=== Records from a data source ===

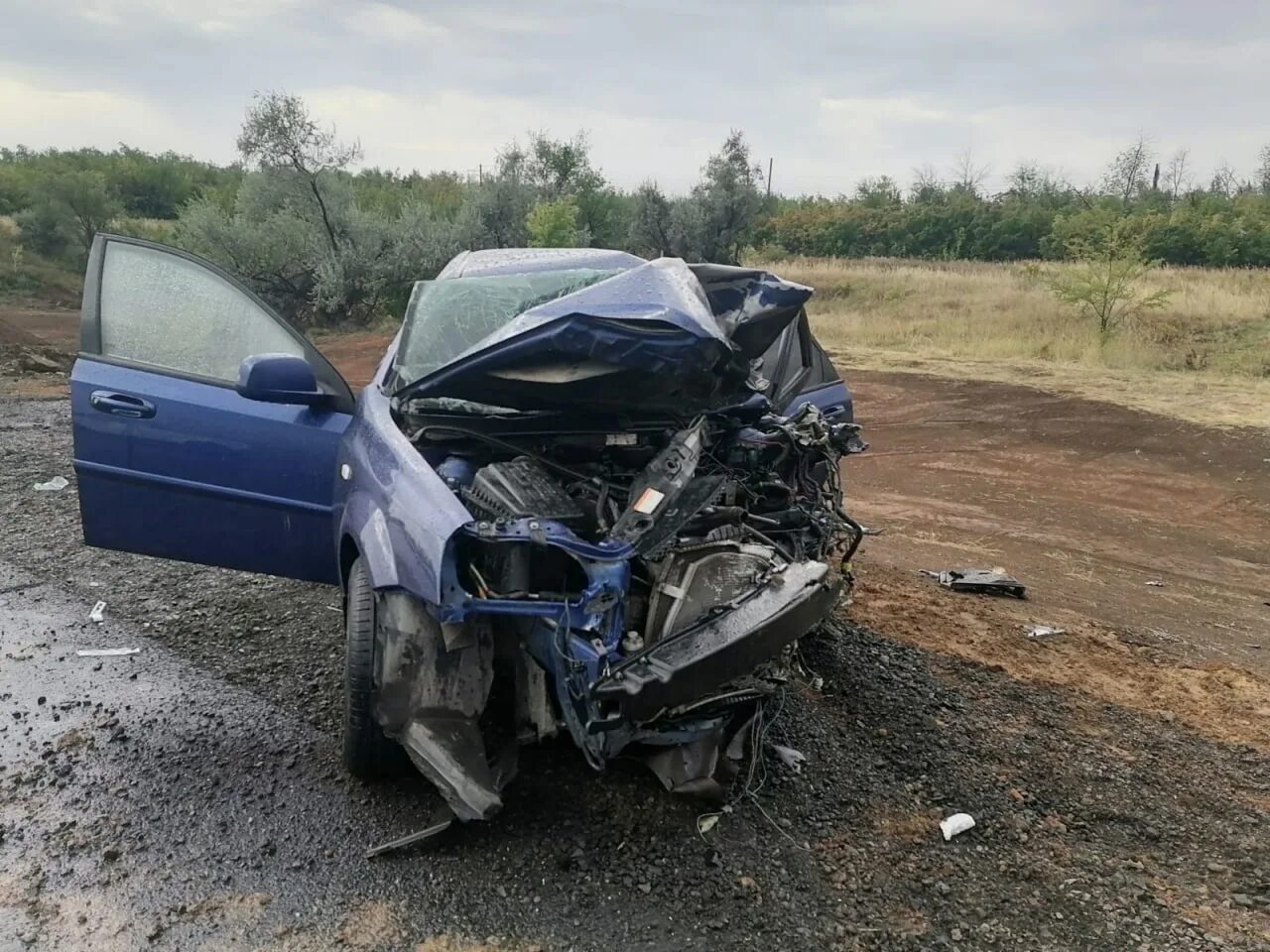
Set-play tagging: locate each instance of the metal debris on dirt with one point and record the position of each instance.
(439, 823)
(792, 758)
(955, 825)
(989, 581)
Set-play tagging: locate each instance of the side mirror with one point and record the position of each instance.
(278, 379)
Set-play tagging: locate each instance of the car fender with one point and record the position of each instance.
(394, 507)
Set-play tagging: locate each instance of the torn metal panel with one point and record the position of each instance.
(991, 581)
(597, 338)
(431, 698)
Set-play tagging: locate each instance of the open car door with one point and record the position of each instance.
(206, 426)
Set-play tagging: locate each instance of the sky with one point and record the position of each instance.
(829, 91)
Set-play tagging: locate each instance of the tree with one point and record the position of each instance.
(651, 221)
(1127, 175)
(280, 135)
(1262, 176)
(1178, 178)
(67, 208)
(1105, 284)
(719, 216)
(928, 185)
(879, 191)
(554, 223)
(968, 177)
(1224, 181)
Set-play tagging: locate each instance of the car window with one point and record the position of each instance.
(448, 316)
(168, 311)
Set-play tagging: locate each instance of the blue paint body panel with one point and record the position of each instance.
(209, 477)
(202, 474)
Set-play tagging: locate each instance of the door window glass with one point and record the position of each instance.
(167, 311)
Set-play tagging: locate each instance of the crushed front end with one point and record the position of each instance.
(649, 535)
(630, 578)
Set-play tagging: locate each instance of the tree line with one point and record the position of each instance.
(324, 240)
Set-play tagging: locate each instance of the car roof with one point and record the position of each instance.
(522, 261)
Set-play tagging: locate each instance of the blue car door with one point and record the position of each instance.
(172, 458)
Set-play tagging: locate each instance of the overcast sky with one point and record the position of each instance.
(832, 90)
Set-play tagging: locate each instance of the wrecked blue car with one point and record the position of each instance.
(583, 493)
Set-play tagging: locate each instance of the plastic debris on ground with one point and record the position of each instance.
(707, 821)
(1044, 631)
(955, 824)
(792, 758)
(989, 581)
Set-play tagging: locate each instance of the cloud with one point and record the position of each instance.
(832, 91)
(221, 17)
(388, 23)
(67, 118)
(458, 130)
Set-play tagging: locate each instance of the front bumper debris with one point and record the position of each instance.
(684, 666)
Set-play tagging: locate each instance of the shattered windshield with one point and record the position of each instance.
(447, 317)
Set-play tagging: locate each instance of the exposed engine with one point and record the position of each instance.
(710, 509)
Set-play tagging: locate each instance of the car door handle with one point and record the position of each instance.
(121, 405)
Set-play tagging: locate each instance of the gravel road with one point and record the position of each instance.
(190, 796)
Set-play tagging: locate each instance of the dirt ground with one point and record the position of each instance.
(1118, 772)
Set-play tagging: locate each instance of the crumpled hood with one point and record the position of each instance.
(663, 335)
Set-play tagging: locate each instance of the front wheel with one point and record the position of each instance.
(367, 753)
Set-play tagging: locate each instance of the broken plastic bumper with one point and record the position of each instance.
(686, 665)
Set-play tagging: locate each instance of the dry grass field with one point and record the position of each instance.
(1205, 357)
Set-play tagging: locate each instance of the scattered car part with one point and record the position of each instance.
(955, 825)
(1044, 631)
(989, 581)
(792, 758)
(441, 820)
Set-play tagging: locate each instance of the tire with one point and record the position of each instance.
(367, 753)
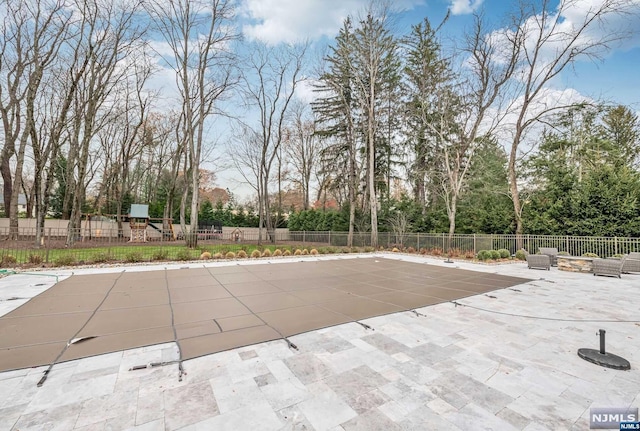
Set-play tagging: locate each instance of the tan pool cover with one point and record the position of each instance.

=== TASK INSTRUCTIONS ===
Output the data above in full and exactly, with every image left out.

=== EXERCISE ANSWER ===
Set-play tagging: locate each instance of the metal debris on dirt with one point and record the position of each instance.
(439, 823)
(792, 758)
(955, 825)
(989, 581)
Set-play tagging: locate each instance of the side mirror with one point and record the position of each instance.
(278, 379)
Set-play tagging: locate each instance of the car fender with one point and record the position of each instance.
(394, 507)
Set-play tagging: locate each instance of the torn metal panel with one point and record the position of each instance.
(991, 581)
(597, 338)
(431, 698)
Set-play tagging: locate each instance of the open car door with one point and record the position of each instance.
(206, 426)
Set-play tagging: locate each instance of the sky with one point and record the position of each instance.
(829, 91)
Set-play tagging: locate each instance of the tree with one point and record the position of each instance.
(651, 221)
(1127, 175)
(280, 135)
(1262, 176)
(1178, 178)
(67, 208)
(1105, 284)
(719, 216)
(928, 185)
(879, 191)
(554, 223)
(968, 177)
(1224, 181)
Set-play tagging: locate each instance of the car window with one point and record the position of each instance.
(448, 316)
(168, 311)
Set-play tagging: locate each instance of the blue paint body panel with one point and record the position of each instance.
(209, 477)
(202, 474)
Set-play tagging: locate each instance of the door window glass with one point and record the position of each instance.
(167, 311)
Set-play tagging: locate each instance of the crushed front end with one point and record the position of each instance.
(649, 535)
(630, 578)
Set-play tagging: locate each instance of the tree line with one point and record the position of each instance.
(324, 240)
Set-play tagging: locate each instance of the car roof with one point and record the position of each instance.
(522, 261)
Set-play tagging: locate each instance of the blue car door with one point and record the position of each instance.
(172, 458)
Set-play tagging: locate each instance of the overcast sky with one point and record the position of each instance.
(832, 90)
Set-play tagging: locate each instance of the wrecked blue car with one point and record the position of each instance.
(583, 493)
Set-play tagging: locate each instance of the plastic debris on ground with one point and record the position of each instance.
(707, 821)
(1044, 631)
(955, 824)
(792, 758)
(989, 581)
Set-play tagging: locate each instance of the cloud with one point and record the position of each instance.
(832, 91)
(221, 17)
(388, 23)
(67, 118)
(458, 130)
Set-play tagging: locate each instance of the front bumper debris with one point and record the position of each instance.
(684, 666)
Set-play tagging: locate each instance of the shattered windshield with one point and record the position of each instance.
(447, 317)
Set-play tagging: locate each instance of the exposed engine with one point and record the position of each instance.
(710, 509)
Set-play tagging: locate each instance of the car door handle with one point and record the position of each instance.
(121, 405)
Set-play tagging: locate each instance of the gravel road with one point and record the position of each instance.
(190, 796)
Set-play tagging: locate each instance of the dirt ground with one point and record the position of each instance.
(1118, 772)
Set-play tagging: locate each instance of the crumpled hood with one point and record the position of each instance.
(663, 335)
Set-play tagging: locate each instance of the front wheel with one point and record the position of each instance.
(367, 753)
Set-play tagging: locate each instance of the broken plastic bumper with one point and record the position of each instance.
(686, 665)
Set-play tagging: locate each instance of the dry grass field with one point and record the position of each instance.
(1205, 357)
Set-play tagging: locate each instance of the scattered car part with one point and record the position of each instance.
(955, 825)
(1044, 631)
(989, 581)
(792, 758)
(441, 820)
Set-play tagging: locate each instance of the tire with one point and record the position of each instance.
(367, 753)
Set-play tagging: locate each instance of the tan pool cover with one point and record the position of each instance.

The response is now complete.